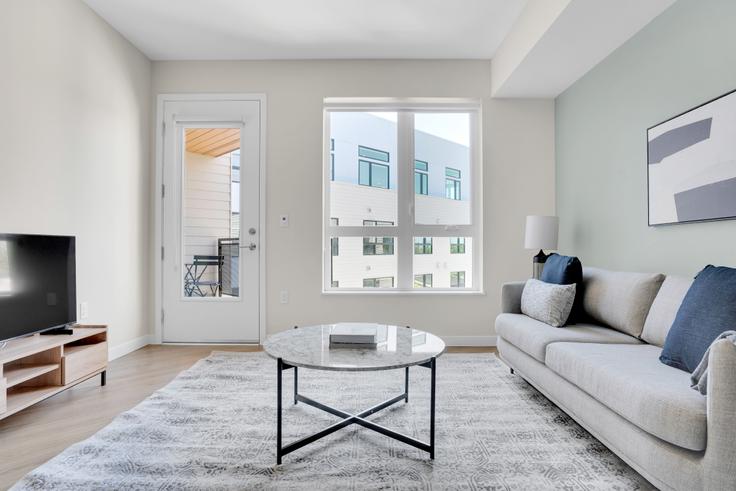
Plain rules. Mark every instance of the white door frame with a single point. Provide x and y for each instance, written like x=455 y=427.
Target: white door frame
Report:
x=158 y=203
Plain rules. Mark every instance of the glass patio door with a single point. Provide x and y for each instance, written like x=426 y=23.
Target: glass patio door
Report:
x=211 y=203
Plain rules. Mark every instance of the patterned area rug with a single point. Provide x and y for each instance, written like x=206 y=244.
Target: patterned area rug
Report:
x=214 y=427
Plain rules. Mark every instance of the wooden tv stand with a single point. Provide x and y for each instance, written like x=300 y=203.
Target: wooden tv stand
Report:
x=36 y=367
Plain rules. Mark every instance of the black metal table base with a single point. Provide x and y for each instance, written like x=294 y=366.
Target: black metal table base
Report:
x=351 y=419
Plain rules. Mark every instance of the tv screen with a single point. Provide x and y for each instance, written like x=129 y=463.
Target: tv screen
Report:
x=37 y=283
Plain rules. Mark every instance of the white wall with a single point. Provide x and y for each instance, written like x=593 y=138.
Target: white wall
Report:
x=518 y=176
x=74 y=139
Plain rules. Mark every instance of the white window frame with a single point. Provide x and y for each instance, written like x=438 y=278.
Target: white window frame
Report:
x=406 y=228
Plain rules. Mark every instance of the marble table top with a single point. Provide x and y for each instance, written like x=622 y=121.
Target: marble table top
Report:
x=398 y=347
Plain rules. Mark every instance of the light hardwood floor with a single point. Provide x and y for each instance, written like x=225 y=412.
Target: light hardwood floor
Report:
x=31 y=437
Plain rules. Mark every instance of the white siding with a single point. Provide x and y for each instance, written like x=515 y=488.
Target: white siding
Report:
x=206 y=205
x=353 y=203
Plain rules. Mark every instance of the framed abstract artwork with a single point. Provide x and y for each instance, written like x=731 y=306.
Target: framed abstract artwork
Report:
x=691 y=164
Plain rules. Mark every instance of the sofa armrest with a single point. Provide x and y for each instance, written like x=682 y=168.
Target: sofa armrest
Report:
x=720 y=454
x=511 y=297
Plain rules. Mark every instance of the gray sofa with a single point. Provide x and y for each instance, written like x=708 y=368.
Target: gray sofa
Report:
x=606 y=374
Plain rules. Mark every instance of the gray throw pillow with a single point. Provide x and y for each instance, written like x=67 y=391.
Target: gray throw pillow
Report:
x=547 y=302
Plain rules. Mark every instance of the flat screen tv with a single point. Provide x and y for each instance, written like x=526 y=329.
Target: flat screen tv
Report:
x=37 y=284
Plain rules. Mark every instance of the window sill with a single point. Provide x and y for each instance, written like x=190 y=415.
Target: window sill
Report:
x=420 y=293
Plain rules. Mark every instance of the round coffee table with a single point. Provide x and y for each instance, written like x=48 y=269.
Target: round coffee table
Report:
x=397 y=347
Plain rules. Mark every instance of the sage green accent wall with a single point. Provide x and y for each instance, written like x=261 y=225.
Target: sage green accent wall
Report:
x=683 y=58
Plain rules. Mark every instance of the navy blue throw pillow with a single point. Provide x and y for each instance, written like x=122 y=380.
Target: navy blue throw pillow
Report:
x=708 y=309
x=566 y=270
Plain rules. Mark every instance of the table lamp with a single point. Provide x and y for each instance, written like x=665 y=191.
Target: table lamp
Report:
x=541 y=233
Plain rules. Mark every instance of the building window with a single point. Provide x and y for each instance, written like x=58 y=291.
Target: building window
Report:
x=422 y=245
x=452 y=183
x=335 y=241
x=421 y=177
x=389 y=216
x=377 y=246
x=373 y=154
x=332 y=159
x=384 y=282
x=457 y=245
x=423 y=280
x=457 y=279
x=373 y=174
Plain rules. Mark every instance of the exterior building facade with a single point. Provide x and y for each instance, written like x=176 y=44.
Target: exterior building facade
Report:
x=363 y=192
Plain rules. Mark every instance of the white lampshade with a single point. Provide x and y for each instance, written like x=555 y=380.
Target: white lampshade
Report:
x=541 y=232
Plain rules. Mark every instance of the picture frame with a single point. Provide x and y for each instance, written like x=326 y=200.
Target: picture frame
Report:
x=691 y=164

DIRECTIONS: When you retype the data above, match every line exactly and leave the pictures behind.

FINAL ANSWER:
Plain rules. Mark every instance of the white door frame with a single point. Provide x and y for each instance, written like x=455 y=427.
Target: white door frame
Report:
x=158 y=203
Plain rules. Mark every instance of the glass patio door with a single point. Provide x and y for each instance, written like x=426 y=23.
Target: glass patio door
Report:
x=211 y=203
Plain rules. Mark every instance of the patterned area rug with a single point. Provide x and y for each instance, written like x=206 y=244.
Target: patterned area rug
Report:
x=214 y=427
Plain rules. Mark every instance of the wooden tv stand with a single point. Provide x and y for each instance, written like x=300 y=203.
Target: wooden tv stand
Report:
x=36 y=367
Plain rules. Mark every instance of the black metal table base with a single point. Provide x and y for each instance, written like x=294 y=366.
Target: black metal table base
Report:
x=351 y=419
Plain rules. Mark every instance of the tv screen with a single point. Provide x and y for each instance, written like x=129 y=463.
Target: tv screen
Report:
x=37 y=283
Plain rules. Mark every instance of the white wall with a single point. Provide x and y for each instance, written like x=593 y=138.
Target: white wall
Report:
x=518 y=176
x=74 y=139
Plain rules. Mark every instance of the white window frame with a single point. Provide x and y for each instance, written like x=438 y=278.
Target: white window frame
Report:
x=406 y=228
Plain rules. Mark every instance of the marble table top with a single point. Provide x and y for each instance, written like x=622 y=121.
Target: marble table top
Report:
x=398 y=347
Plain rules. Mark every instance of the light hardwood floor with a single point. Provide x and y for each instance, written like x=225 y=412.
Target: light hardwood floor
Report:
x=31 y=437
Plain rules. Mark every instance of the white siding with a single point. Provide x and y for each instance, written like x=515 y=488.
Target: white siding
Report:
x=206 y=205
x=353 y=203
Plain rules. Mark every instance of the framed abstract artwork with a single point. Provide x and y for each instance, written like x=731 y=306.
Target: framed abstract artwork
Report:
x=691 y=164
Plain rules. Mark every instance of the sofa armrest with a single point. Provide x and y for each instance, written like x=682 y=168.
Target: sofa armrest
Report:
x=720 y=454
x=511 y=297
Plain rules. Mark every instance of the gray sofa with a single point. Provide x and y for each instance, written like x=708 y=368.
Target: gray sofa
Report:
x=606 y=374
Plain rules. Mark every instance of the gray throw pillow with a single point. Provide x and y for each instance, written like x=67 y=391.
Target: gray throw pillow
Report:
x=547 y=302
Plain rules. Mark every instance of the flat screen tv with a single point. Provide x and y for each instance, written like x=526 y=329.
Target: flat screen tv
Report:
x=37 y=284
Plain rules. Mark every instance of the window sill with a single point. Provide x and y for each instance, written like x=190 y=415.
Target: window sill
Report:
x=420 y=293
Plain rules. Mark every instance of the round coffee table with a single point. Provide x and y for each instance, written like x=48 y=269.
Target: round coffee table
Report:
x=397 y=347
Plain rules. Mark every instance of the sage green accent wall with a single point. Provide x and y for each instance, written like x=261 y=225.
Target: sage green accent wall
Report:
x=683 y=58
Plain rules. Mark every instance of the navy blue throw pillow with a single point. Provide x and y for each instance, written like x=122 y=380.
Target: navy blue throw pillow
Report:
x=708 y=309
x=566 y=270
Plain rules. Mark every instance of the table lamp with a single point. Provide x and y for each instance, written like x=665 y=191.
Target: table lamp
Report:
x=541 y=233
Plain rules. Mark every instance of the building window with a single point. Provide x and y for each instance, written like x=58 y=291.
Target: building window
Report:
x=422 y=245
x=452 y=183
x=335 y=241
x=421 y=177
x=389 y=216
x=377 y=246
x=373 y=154
x=332 y=159
x=384 y=282
x=457 y=245
x=423 y=280
x=457 y=279
x=373 y=174
Plain rules. Mark every instance of the exterior building facade with a single point. Provide x and y for each instance, written like x=176 y=44.
Target: exterior building facade
Report:
x=363 y=192
Plain rules. Mark every instance of the white lampshade with a single point. Provide x and y for each instance, written like x=555 y=380.
Target: white lampshade
Report:
x=541 y=232
Plain rules. Mark every instance of the picture frame with a single point. Provide x and y for each instance, written like x=326 y=200.
Target: picture frame
Report:
x=691 y=164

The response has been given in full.